Problem description >>
Nothing but the text of the listing, repeated exactly, belongs in the answer; leave the images out.

Given information >>
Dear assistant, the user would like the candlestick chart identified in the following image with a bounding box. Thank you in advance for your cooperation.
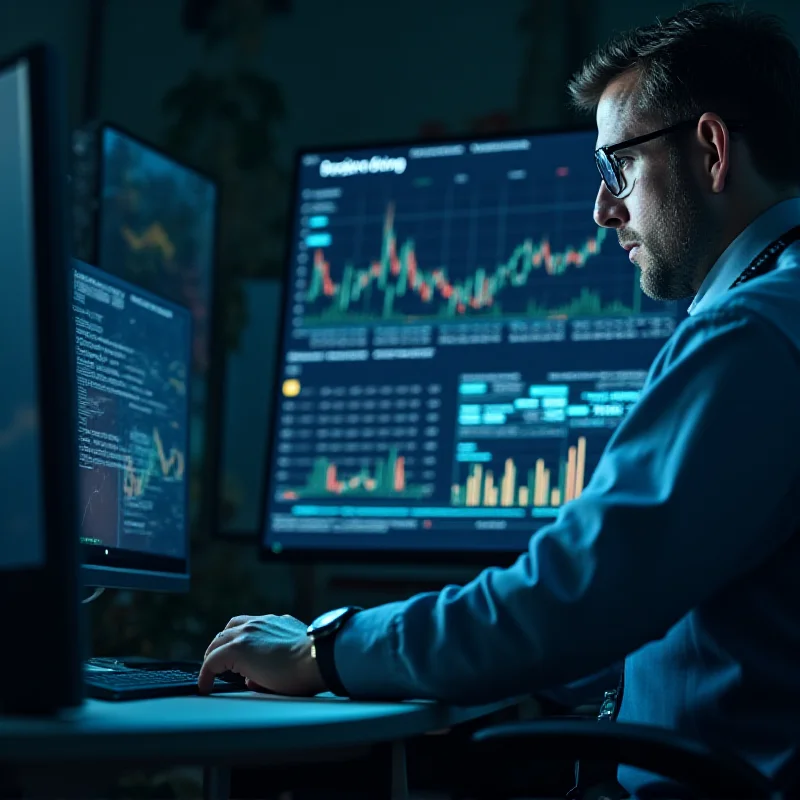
[301,202,644,324]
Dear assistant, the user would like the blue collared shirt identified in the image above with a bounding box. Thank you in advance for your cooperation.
[333,198,800,796]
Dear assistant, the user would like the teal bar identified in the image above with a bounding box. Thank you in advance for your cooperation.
[529,385,569,397]
[542,397,568,409]
[584,391,610,402]
[455,452,492,462]
[459,383,488,395]
[456,442,478,452]
[306,233,332,247]
[609,390,640,402]
[532,508,559,518]
[291,505,525,519]
[566,405,591,417]
[410,507,525,518]
[483,404,516,414]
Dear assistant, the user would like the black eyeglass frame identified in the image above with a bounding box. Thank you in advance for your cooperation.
[595,117,745,197]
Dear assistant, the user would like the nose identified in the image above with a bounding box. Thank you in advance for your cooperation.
[593,181,630,229]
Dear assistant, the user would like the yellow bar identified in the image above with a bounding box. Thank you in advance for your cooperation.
[565,446,576,502]
[542,468,550,504]
[474,465,483,506]
[501,458,515,507]
[484,472,494,506]
[551,487,561,506]
[575,437,586,498]
[518,486,529,506]
[534,459,545,506]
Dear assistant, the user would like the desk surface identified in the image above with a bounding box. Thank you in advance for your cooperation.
[0,691,512,766]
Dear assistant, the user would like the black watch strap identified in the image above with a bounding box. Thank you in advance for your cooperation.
[312,631,349,697]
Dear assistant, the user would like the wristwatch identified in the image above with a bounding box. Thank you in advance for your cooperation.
[307,606,362,696]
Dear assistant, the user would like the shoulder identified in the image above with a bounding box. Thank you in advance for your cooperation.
[653,305,799,377]
[698,246,800,335]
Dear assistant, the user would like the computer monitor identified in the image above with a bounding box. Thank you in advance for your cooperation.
[72,259,193,592]
[0,44,83,713]
[71,124,219,531]
[260,131,687,562]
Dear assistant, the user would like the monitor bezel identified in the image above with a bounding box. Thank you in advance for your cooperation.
[0,43,84,713]
[92,122,224,543]
[74,259,194,593]
[257,124,600,565]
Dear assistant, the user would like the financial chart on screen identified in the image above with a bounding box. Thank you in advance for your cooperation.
[73,259,192,560]
[262,132,686,556]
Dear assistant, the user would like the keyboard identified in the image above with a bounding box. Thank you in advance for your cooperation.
[84,659,248,701]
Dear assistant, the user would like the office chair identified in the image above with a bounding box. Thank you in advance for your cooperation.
[469,719,782,799]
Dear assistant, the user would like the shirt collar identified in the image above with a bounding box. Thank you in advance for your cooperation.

Response to this exercise >>
Dear assistant, the user would like the candlestick chart identified in the following image with a bounding box. Thank you in advance for your cooperation.
[301,202,644,324]
Dear assistant, the user would like the blue collared shirt identified in the image above with a bounding box. Thank you in advance for your cooperation.
[333,198,800,796]
Dear assistant, the user would like the teal bar identified in the image above with a bounding box. Thank you in advance for your cooperation.
[529,385,569,397]
[542,397,568,409]
[584,391,610,402]
[455,452,492,462]
[459,383,488,395]
[456,442,478,452]
[306,233,332,247]
[609,390,640,402]
[532,508,559,518]
[291,505,525,519]
[566,405,591,417]
[410,507,525,518]
[483,404,516,414]
Dear assistant, the user would like the black eyeglass frame identified in the image above with a bounding box. Thank you in advance for your cooperation.
[595,117,745,197]
Dear assistant, the user would like the nose identified in the image above with a bounding box. Thank you in advance for your cooperation.
[593,181,630,229]
Dear assistant, the user would like the yellow bar identified in the image above with a bounding box. Thank you in advance for your cooperation.
[565,446,576,502]
[542,468,550,504]
[474,465,483,506]
[501,458,515,507]
[484,472,494,506]
[551,487,561,506]
[575,437,586,498]
[518,486,529,506]
[534,459,545,506]
Dear assistant, the user would like the desk surface identified in the image above with a bounding box. Thank you in advance for your cooperation.
[0,691,512,766]
Dear assistant, the user would like the black watch strap identified in the image above with a bounding box. Thank you in advance for your cooperation.
[312,631,349,697]
Dear assistant, the user would like the wristwatch identified in the image above with a bounding box. Thank you in advance for your cooperation.
[307,606,362,696]
Dear assistant, the user would like the shoulder identified in the image above with a bounding box. Thank you in advance for your cooperation.
[653,305,799,377]
[698,246,800,335]
Dear assistant, the user would like the computer monitor identified in the image above with a bounding box. Thank you in advance for your cooperation.
[72,259,193,592]
[0,44,83,713]
[71,124,219,531]
[260,131,687,562]
Dear assistant, the user would like the monitor bezel identified in the image above with a bounding box. Thank you in advance for your cooperation.
[0,43,84,713]
[92,122,224,543]
[74,259,194,593]
[257,124,600,565]
Dear assistant, the user would like the financial chart on screen identified in the image above with a bounding box. Thank you in advance for your cooperation.
[73,259,192,560]
[262,132,686,556]
Dear assistant, the user would like the keyboard identified in the image above with a bounding box. Thank you in advance for your cooperation.
[84,659,248,701]
Dear assistant, the user would like the office chair identified in the image above with a bounding box. Thank you in advance for your cooperation.
[469,719,782,799]
Dear assistant, the user would like the shirt collar identified in the image above with a bounding box. Thank you in advance for your cooperation.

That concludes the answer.